==== VORLIEGENDER TEXT ====

Deichbrand 2012: Vom Kampf um den Spaß

News am 3. August 2012 von Konzertheld

Das Deichbrand-Rockfestival am Meer verspricht wirklich viel: Großartige Bands, ein geniales Konzept mit abwechselnder Bühnenbespielung, so dass man die Bands auch alle sehen kann, und ein schönes Gelände. Noch dazu zu einem vergleichsweise niedrigen Preis – wir waren begeistert. Mit Marina (aka Zombina) und zwei Freunden machten wir uns am Donnerstag auf den Weg, begleitet von dem offiziellen Hinweis, doch bitte erst Freitag anzureisen, da das Gelände unter Wasser stand. Am Donnerstag Abend sollten aber schon Bands spielen – also ließen wir uns nicht abschrecken.

Möglicherweise war das ein Fehler. Das Gelände war tatsächlich unglaublich matschig, aber wir waren mit entsprechenden Schuhen ausgerüstet, so dass wir immerhin nicht hinfielen. Allerdings kamen wir durch verschiedene Umstände erst abends an (das Gelände hatte ohnehin erst ab 17 Uhr geöffnet), so dass wir unseren 6-Mann-Palast im Dunkeln aufbauen mussten. Dadurch verpassten wir Grossstadtgeflüster – laut Plan. Später erfuhren wir, dass nicht um 23 Uhr Ende war wie geplant, sondern im Gegenteil erst nachts um 1 angefangen wurde, die Orsons deshalb unverrichteter Dinge wieder abreisen mussten und Grossstadtgeflüster um halb 3 noch spielten.

Vom Tourbus wurden wir indes durchgehend mit schlechten, sich ständig wiederholenden synthethischen Samples beschallt, die uns noch bis halb 5 morgens begleiten und unsere Nerven vollends zerfetzen sollten. Meine Schwester ging mit einer Freundin noch feiern, wir legten uns schlafen, soweit das ging. Kurz nach dem Einschlummern wurden wir aber von Getöse am Nachbarzelt wieder geweckt – das Zelt meiner Schwester wurde von einer nackten Frau besetzt, die offensichtlich einen schlechten Trip von harten Drogen hatte und hart Schläge austeilte, weil sie glaubte, sie sei in ihrem Zelt und wir hätten ihre Unterhose geklaut. Nicht so lustig wie es sich anhört, zumal wir schon merkten, dass Hilfe von offizieller Seite hier nicht zu erwarten ist – Securitys, Ordner oder Rotes Kreuz waren nicht auffindbar, nur Besucher in Warnkleidung.

==== EINTRÄGE IM DATENSATZ ====

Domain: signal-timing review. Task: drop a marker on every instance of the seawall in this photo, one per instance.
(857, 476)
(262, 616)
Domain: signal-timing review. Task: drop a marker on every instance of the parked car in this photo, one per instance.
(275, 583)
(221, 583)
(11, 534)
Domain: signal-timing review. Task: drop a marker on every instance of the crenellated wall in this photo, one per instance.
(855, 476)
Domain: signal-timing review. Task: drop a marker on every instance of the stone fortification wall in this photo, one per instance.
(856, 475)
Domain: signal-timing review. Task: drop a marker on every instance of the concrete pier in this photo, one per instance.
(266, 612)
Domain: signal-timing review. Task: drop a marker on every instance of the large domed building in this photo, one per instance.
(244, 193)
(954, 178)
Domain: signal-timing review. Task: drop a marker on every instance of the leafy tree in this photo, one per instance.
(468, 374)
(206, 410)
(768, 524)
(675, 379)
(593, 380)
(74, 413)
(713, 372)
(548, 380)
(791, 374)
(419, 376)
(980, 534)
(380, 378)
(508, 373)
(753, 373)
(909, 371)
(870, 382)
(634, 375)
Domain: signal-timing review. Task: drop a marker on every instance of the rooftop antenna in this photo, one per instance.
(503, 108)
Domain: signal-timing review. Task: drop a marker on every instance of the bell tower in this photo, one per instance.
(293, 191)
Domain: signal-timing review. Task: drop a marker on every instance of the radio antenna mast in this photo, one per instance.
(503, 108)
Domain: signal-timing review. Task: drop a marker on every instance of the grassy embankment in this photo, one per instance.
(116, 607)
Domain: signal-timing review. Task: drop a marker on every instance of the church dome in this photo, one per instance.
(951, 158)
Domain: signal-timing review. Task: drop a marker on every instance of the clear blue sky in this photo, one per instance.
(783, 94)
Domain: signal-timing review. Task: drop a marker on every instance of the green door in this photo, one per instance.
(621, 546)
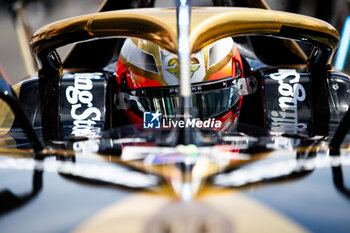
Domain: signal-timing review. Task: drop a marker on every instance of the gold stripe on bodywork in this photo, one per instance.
(207, 25)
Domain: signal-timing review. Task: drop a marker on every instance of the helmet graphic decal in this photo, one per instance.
(173, 63)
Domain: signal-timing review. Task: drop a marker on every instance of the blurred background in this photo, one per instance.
(37, 13)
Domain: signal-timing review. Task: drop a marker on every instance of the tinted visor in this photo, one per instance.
(210, 99)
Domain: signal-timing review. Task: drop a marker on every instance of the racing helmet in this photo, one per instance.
(148, 81)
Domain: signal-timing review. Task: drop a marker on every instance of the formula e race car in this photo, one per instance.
(180, 119)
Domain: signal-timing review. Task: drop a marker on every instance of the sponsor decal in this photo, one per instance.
(152, 120)
(84, 113)
(284, 118)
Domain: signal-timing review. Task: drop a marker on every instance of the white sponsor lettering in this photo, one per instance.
(286, 119)
(83, 112)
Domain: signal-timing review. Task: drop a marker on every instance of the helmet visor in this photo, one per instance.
(210, 99)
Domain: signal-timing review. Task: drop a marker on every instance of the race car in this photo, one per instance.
(186, 119)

====

AUFGABEN:
a) Übersetze diesen Satz aus dem Bericht über das Deichbrand 2012 ins Englische: „Das Gelände war tatsächlich unglaublich matschig, aber wir waren mit entsprechenden Schuhen ausgerüstet, so dass wir immerhin nicht hinfielen.“
b) Wiederhole aus dem Bericht über das Deichbrand 2012 wortgetreu den Abschnitt, der mit den Worten „Das Deichbrand-Rockfestival am“ einsetzt und mit „uns nicht abschrecken.“ schließt.

ANTWORTEN:
a) The grounds were indeed incredibly muddy, but we were equipped with suitable shoes, so at least we didn't fall over.

b)
Das Deichbrand-Rockfestival am Meer verspricht wirklich viel: Großartige Bands, ein geniales Konzept mit abwechselnder Bühnenbespielung, so dass man die Bands auch alle sehen kann, und ein schönes Gelände. Noch dazu zu einem vergleichsweise niedrigen Preis – wir waren begeistert. Mit Marina (aka Zombina) und zwei Freunden machten wir uns am Donnerstag auf den Weg, begleitet von dem offiziellen Hinweis, doch bitte erst Freitag anzureisen, da das Gelände unter Wasser stand. Am Donnerstag Abend sollten aber schon Bands spielen – also ließen wir uns nicht abschrecken.